Task statement. Quote exactly and only this range of lines in the data below: the line that holds "the front bumper." to the line that holds "Given the photo above, draw a bounding box around the windshield", both included.

(Phrase grounding data)
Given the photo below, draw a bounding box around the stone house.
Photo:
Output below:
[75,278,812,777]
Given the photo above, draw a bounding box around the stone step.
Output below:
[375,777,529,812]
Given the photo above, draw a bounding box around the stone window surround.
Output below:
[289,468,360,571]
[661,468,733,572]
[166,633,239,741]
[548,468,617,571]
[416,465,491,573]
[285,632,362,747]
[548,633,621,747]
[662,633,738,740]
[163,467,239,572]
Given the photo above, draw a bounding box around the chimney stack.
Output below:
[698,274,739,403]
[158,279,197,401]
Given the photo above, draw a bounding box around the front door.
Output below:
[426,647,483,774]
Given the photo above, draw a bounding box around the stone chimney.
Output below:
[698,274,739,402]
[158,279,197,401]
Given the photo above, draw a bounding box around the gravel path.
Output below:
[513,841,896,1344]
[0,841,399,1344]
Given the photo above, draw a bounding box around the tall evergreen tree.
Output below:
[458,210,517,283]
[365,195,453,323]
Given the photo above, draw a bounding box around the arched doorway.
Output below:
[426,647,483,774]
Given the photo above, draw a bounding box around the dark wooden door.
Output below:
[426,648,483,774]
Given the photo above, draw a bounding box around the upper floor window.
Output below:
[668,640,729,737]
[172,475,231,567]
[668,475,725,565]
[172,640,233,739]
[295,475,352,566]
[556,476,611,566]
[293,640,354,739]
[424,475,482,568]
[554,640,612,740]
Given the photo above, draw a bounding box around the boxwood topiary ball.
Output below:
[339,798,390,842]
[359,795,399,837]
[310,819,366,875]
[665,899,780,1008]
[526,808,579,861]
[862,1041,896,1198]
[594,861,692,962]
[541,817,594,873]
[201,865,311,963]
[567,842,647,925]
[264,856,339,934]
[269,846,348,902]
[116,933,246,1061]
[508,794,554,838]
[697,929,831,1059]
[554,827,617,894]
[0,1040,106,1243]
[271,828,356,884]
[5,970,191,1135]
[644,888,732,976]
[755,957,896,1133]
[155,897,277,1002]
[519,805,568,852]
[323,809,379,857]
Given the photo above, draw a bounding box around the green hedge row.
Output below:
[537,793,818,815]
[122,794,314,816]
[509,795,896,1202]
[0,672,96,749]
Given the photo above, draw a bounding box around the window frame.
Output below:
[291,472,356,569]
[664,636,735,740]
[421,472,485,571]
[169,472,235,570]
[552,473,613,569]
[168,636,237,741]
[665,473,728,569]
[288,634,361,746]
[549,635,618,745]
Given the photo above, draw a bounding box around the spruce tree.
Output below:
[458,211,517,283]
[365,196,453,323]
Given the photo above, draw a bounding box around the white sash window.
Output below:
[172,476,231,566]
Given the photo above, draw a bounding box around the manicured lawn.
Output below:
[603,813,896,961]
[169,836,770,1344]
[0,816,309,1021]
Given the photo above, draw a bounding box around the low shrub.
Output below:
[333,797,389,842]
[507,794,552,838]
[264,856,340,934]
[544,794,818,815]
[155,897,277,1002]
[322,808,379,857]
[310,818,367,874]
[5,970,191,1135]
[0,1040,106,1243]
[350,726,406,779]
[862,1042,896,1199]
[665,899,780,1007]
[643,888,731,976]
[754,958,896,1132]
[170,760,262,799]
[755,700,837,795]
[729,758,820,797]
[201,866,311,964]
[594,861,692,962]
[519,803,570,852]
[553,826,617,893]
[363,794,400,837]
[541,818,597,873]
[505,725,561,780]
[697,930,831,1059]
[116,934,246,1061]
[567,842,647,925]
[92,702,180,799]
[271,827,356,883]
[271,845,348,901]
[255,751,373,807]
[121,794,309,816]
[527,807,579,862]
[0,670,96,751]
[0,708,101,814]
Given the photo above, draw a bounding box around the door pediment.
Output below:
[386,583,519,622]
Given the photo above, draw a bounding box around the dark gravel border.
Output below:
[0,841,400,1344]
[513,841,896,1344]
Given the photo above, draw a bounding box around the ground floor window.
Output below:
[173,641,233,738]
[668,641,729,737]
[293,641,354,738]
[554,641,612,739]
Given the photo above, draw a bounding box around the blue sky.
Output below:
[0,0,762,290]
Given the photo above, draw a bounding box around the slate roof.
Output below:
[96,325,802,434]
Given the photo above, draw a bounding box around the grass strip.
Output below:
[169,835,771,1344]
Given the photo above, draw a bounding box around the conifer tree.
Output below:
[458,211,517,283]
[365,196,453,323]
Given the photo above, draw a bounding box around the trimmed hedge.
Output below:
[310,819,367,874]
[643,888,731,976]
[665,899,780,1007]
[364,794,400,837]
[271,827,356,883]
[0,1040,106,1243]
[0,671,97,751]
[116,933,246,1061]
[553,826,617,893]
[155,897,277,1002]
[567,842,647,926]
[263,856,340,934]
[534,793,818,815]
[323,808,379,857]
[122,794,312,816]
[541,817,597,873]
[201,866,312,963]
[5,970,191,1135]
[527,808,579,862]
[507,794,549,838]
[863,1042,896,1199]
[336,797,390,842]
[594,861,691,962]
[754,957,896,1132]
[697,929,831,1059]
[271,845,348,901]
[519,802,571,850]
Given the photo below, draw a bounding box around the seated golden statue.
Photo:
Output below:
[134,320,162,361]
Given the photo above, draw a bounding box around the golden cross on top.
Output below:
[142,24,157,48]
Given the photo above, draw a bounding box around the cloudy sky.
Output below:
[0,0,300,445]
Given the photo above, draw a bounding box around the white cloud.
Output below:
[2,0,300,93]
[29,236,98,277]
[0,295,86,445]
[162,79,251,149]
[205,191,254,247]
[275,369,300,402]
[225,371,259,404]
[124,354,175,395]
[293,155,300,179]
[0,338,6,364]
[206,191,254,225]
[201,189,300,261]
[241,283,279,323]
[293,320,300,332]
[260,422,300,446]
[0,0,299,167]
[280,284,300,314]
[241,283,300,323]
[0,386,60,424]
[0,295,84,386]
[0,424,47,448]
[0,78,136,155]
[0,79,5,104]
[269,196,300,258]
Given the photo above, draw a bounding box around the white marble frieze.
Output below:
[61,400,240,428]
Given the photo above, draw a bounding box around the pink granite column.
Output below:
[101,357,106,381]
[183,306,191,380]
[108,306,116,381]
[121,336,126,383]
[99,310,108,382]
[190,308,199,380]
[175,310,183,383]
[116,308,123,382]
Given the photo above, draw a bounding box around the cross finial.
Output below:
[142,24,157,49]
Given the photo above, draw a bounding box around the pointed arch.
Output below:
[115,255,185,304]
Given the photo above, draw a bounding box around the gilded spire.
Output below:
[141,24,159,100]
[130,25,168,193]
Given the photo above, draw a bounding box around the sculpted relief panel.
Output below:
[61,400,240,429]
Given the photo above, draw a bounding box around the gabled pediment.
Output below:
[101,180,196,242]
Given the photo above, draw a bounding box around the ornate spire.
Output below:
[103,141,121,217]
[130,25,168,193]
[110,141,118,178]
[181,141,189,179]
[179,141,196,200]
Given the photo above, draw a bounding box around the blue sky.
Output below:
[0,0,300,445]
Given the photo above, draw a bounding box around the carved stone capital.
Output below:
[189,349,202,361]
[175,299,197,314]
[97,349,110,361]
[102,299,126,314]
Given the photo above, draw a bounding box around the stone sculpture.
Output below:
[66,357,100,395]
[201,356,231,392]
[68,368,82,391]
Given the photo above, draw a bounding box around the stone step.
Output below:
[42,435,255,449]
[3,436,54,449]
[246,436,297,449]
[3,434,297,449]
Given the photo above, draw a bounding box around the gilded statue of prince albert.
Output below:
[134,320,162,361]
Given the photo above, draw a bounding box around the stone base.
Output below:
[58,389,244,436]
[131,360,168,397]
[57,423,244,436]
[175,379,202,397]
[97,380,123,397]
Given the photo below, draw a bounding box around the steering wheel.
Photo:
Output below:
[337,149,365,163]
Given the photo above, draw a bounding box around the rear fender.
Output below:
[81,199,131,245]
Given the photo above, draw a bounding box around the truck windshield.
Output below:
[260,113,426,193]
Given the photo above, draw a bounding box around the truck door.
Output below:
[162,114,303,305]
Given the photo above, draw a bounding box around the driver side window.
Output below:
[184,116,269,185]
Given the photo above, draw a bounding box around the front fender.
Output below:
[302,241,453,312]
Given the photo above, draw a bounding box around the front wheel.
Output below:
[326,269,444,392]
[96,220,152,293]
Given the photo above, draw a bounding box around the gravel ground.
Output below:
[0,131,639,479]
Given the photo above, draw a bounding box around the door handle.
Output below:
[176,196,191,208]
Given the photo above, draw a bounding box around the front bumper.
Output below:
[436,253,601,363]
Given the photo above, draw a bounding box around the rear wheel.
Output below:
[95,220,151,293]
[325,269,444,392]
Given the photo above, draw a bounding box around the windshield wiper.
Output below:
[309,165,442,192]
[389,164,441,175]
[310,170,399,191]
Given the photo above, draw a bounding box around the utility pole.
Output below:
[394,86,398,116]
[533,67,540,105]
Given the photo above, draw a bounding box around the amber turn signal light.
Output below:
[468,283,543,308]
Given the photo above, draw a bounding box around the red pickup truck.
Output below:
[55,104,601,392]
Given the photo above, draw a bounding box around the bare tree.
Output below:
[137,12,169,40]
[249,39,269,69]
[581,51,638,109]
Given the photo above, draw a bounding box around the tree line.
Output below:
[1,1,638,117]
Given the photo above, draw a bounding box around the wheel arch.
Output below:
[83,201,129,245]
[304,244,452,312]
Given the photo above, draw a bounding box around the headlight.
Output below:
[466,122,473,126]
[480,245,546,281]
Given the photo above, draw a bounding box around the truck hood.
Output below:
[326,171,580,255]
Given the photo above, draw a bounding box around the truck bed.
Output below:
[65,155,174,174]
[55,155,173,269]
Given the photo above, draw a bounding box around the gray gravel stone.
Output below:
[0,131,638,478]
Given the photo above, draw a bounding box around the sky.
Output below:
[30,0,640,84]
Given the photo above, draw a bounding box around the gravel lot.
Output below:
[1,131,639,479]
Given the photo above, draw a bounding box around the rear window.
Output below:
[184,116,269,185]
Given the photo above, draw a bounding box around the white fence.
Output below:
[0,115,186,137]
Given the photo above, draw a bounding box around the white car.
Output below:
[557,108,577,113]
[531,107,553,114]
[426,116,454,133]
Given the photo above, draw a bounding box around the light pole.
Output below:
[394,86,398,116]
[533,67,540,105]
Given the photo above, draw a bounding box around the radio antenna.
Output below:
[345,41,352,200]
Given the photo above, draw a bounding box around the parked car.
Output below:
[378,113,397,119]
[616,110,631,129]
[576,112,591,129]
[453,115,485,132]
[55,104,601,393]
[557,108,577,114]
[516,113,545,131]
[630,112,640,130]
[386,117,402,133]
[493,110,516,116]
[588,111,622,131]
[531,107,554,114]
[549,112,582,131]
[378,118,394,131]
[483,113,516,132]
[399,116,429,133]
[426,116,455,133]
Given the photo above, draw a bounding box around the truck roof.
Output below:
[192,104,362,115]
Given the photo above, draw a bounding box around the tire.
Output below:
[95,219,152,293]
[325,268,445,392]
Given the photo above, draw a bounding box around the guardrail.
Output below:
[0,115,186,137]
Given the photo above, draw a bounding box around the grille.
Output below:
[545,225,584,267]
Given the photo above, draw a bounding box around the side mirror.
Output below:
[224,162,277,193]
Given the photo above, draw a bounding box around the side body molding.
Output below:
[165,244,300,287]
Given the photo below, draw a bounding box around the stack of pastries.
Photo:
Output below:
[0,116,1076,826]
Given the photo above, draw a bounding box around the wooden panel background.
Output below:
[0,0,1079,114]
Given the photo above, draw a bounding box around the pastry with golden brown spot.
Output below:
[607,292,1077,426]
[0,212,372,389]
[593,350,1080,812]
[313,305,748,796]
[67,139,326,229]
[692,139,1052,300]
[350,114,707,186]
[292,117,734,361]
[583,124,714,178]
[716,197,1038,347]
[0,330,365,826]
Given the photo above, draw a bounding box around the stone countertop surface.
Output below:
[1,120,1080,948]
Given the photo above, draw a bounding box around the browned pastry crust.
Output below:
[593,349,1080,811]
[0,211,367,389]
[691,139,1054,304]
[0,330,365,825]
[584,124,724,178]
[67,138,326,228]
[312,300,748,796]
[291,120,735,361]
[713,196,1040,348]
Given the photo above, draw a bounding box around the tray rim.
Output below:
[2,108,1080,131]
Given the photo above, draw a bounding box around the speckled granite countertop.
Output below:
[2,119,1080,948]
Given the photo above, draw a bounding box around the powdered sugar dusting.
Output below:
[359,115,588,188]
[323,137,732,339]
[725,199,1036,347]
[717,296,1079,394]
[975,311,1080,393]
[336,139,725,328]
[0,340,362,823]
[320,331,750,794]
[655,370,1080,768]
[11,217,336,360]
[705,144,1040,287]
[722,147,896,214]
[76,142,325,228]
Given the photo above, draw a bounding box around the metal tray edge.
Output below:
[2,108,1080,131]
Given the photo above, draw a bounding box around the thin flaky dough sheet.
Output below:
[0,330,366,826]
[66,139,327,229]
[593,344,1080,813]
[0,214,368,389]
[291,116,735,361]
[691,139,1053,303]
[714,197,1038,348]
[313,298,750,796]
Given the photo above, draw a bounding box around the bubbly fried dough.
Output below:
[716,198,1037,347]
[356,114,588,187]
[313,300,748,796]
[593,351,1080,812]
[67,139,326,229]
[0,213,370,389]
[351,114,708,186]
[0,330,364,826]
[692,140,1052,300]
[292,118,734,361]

Exercise answer.
Given the photo above, draw a bounding box around the front bumper.
Output below:
[436,253,601,363]
Given the photo above, draw a bounding box around the rear wheel.
Output below:
[95,220,151,293]
[325,269,444,392]
Given the photo above, draw a bounding box around the windshield wiper.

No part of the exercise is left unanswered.